→ **TASK**:
Exactly the lines from the one containing "Crop-scouting request: mark the metal canopy" through the end of the data below are to be reproduced, and nothing besides them.

--- DATA FOR THIS TASK ---

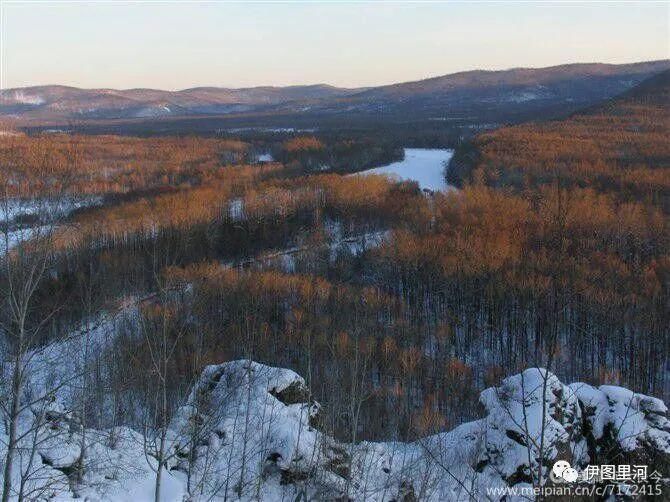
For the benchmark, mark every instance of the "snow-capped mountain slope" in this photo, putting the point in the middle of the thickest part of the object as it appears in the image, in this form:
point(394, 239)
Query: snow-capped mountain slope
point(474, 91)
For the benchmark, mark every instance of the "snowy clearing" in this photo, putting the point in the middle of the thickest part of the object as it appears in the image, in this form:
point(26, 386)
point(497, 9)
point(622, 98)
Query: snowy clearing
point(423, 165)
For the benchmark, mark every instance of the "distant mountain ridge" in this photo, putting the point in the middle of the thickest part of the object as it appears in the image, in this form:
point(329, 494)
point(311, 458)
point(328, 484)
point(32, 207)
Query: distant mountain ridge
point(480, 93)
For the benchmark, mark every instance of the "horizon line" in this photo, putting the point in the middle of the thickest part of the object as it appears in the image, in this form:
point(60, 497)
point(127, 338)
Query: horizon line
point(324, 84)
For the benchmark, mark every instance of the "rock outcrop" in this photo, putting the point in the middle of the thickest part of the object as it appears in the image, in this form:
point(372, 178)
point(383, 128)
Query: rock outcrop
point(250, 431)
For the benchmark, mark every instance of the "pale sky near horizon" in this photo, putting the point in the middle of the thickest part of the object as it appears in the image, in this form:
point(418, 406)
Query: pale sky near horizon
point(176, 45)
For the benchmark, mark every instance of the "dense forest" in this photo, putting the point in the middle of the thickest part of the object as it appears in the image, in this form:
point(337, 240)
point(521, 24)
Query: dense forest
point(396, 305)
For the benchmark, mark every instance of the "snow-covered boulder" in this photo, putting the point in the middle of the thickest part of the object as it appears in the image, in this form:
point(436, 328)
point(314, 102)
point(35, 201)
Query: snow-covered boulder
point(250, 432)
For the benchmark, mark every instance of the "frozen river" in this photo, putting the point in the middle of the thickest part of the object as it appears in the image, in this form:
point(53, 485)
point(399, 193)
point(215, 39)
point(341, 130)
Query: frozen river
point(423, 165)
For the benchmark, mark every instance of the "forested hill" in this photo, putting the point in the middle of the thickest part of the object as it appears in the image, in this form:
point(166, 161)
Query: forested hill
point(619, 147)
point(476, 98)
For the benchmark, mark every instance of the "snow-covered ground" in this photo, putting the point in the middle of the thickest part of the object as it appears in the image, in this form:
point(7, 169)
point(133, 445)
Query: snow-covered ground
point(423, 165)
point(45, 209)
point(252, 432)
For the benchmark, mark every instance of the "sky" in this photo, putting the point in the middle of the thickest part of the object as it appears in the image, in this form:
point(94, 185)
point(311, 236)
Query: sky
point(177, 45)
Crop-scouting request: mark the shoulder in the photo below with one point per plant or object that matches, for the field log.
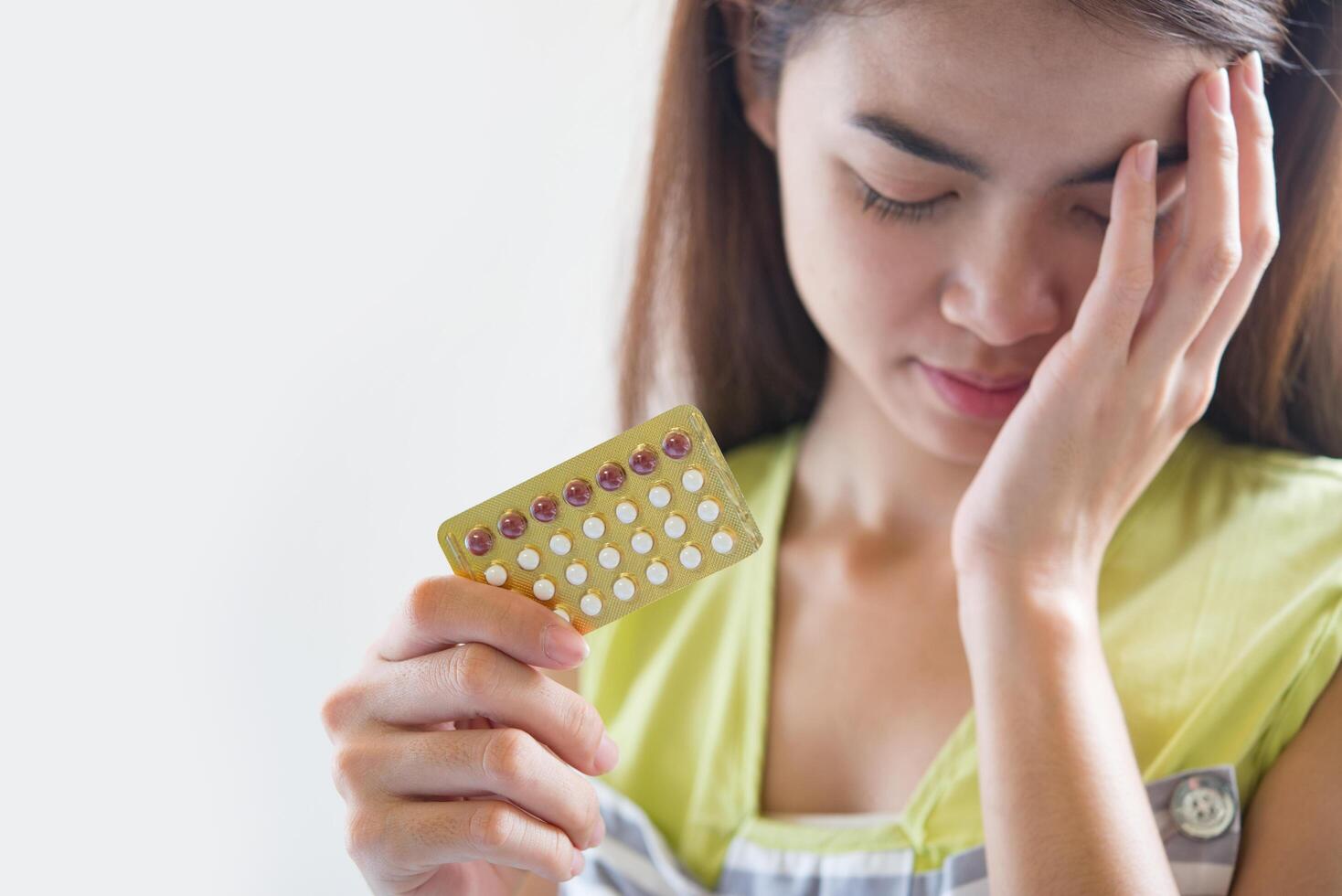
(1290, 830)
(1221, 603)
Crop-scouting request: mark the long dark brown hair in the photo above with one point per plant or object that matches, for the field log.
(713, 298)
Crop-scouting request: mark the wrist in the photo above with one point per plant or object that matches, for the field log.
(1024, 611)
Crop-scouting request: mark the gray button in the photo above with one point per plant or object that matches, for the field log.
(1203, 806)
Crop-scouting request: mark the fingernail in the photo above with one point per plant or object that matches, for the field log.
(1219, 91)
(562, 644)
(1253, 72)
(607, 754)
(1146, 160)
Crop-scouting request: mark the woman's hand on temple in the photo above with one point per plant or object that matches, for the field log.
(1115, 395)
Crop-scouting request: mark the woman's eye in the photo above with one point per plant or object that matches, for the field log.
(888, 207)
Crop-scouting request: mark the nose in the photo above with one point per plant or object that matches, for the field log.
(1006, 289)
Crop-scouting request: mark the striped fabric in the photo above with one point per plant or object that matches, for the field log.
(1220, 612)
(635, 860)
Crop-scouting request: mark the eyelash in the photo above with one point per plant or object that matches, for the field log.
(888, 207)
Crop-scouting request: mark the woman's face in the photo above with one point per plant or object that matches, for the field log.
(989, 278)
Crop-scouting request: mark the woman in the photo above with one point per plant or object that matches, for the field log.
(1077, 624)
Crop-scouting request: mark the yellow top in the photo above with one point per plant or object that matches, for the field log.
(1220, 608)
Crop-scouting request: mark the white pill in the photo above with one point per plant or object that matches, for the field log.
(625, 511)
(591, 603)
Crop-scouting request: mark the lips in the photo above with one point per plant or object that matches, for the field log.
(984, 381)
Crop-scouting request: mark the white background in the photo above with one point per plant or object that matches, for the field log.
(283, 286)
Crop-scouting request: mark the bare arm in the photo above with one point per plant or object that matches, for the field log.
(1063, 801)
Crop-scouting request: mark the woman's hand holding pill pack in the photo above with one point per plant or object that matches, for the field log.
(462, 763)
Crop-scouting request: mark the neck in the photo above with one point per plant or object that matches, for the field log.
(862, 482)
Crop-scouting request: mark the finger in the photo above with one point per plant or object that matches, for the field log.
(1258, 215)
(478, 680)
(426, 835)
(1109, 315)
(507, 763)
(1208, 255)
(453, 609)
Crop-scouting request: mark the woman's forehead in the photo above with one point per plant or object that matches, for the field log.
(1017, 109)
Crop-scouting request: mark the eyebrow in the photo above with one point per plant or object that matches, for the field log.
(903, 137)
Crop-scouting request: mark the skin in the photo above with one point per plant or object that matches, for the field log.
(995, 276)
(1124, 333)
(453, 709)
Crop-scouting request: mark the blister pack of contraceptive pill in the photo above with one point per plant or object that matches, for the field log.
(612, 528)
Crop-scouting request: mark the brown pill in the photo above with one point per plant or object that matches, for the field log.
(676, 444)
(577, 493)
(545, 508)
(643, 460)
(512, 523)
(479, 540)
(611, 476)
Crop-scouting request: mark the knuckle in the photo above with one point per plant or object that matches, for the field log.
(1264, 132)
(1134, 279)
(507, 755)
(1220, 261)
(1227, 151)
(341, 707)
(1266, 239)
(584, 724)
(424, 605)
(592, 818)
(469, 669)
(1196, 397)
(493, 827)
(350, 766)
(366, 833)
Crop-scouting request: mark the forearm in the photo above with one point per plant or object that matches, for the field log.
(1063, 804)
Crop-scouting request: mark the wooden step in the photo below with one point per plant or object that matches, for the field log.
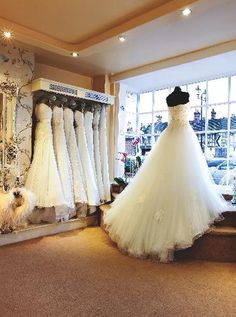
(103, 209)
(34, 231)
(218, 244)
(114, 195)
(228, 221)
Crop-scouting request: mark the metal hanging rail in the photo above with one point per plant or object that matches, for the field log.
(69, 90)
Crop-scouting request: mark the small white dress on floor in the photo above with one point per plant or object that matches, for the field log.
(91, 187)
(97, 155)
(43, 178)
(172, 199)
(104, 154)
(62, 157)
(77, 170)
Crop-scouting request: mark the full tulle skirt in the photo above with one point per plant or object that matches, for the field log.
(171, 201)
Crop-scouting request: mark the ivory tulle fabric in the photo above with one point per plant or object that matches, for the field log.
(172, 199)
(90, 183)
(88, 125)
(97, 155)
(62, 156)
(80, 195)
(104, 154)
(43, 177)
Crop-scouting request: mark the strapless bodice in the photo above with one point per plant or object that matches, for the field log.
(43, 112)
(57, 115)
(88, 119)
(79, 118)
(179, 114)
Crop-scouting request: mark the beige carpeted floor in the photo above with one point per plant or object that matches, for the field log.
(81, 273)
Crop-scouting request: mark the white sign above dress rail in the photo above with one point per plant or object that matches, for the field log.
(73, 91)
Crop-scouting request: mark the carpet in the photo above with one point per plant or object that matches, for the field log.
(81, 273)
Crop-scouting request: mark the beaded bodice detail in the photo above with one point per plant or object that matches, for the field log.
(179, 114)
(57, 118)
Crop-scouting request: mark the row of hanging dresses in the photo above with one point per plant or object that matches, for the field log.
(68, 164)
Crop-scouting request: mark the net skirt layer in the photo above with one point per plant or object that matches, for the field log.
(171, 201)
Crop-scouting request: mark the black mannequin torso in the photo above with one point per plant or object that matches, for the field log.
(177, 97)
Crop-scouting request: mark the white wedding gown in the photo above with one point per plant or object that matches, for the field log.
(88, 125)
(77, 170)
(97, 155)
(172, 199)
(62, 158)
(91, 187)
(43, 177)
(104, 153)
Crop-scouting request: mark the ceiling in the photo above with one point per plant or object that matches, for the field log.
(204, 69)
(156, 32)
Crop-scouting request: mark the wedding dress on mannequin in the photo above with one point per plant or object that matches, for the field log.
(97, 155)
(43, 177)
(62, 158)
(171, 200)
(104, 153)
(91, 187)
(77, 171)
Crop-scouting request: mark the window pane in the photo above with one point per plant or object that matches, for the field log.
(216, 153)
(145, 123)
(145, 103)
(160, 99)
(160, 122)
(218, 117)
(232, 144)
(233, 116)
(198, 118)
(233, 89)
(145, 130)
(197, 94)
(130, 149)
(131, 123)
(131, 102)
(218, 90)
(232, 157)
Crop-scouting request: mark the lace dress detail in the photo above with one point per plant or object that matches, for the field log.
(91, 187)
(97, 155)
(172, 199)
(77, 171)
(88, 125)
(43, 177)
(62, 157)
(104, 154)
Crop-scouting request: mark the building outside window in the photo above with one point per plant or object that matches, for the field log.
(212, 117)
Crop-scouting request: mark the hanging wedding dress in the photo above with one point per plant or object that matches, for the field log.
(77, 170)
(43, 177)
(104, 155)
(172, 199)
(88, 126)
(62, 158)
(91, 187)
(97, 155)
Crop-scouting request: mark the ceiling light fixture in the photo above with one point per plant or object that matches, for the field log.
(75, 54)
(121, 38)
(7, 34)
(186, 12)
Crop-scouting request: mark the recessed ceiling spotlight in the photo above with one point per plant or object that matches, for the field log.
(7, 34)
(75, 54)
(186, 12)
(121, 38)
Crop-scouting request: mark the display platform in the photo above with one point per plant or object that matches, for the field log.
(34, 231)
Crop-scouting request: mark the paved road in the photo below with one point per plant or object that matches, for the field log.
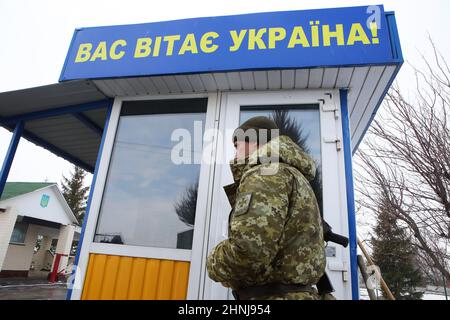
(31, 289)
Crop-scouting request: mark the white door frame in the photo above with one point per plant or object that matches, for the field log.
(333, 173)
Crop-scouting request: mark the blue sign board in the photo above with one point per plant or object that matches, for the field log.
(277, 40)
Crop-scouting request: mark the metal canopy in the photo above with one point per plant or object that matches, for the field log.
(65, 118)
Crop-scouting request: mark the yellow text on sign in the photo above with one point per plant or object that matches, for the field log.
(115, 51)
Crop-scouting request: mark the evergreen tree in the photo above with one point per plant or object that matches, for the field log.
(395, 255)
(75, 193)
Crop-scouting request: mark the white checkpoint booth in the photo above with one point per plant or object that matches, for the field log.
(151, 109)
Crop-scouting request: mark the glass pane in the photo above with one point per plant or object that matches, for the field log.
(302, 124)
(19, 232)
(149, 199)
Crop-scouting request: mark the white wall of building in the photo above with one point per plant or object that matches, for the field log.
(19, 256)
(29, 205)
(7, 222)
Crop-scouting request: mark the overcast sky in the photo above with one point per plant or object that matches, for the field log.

---

→ **TASK RESPONSE**:
Crop-scouting request: mark the metal canopy in the photo above with one point per plant or object that matches, for the field log.
(65, 118)
Crop-scouting request: mark the yellow text on sign in the photo above with one point per plant or object that matches, for the field log.
(115, 51)
Crop-scouting request: mark the evergreen tree in the photo above with one point per plant or object that matches, for the field log.
(395, 255)
(75, 193)
Crop-scouting request: mark the white checkpoint booth in the photo above with one point per plant or object that matches, for the field log.
(151, 109)
Crop-scouting request: mark the glass pane in the photo above with one point per plant or object that matches, for the field log.
(302, 124)
(19, 232)
(149, 199)
Crop-scouting request: mark the white wall of building in the photo above with one point per plant or object that matches, for the field log.
(19, 256)
(29, 205)
(7, 222)
Crop-scouting request: mark the overcast sky in the photo above with one point per plant or object that matches, for the field log.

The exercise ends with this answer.